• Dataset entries
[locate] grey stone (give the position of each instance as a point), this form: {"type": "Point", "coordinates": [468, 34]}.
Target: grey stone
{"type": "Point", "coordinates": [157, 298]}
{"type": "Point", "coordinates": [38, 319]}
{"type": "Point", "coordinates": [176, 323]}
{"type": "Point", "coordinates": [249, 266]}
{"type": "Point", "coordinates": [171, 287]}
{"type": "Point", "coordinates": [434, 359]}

• What you are asked to do
Lay out the lines above as a Markdown table with two columns, "Row" and "Line," numbering each row and leaving out any blank lines.

• Written solution
| Row | Line |
|---|---|
| 1 | [locate] grey stone (give the position of each instance as a point), this form: {"type": "Point", "coordinates": [468, 34]}. |
| 2 | Target: grey stone |
| 3 | {"type": "Point", "coordinates": [157, 298]} |
| 4 | {"type": "Point", "coordinates": [38, 319]} |
| 5 | {"type": "Point", "coordinates": [176, 323]} |
| 6 | {"type": "Point", "coordinates": [249, 266]} |
| 7 | {"type": "Point", "coordinates": [171, 287]} |
| 8 | {"type": "Point", "coordinates": [434, 359]} |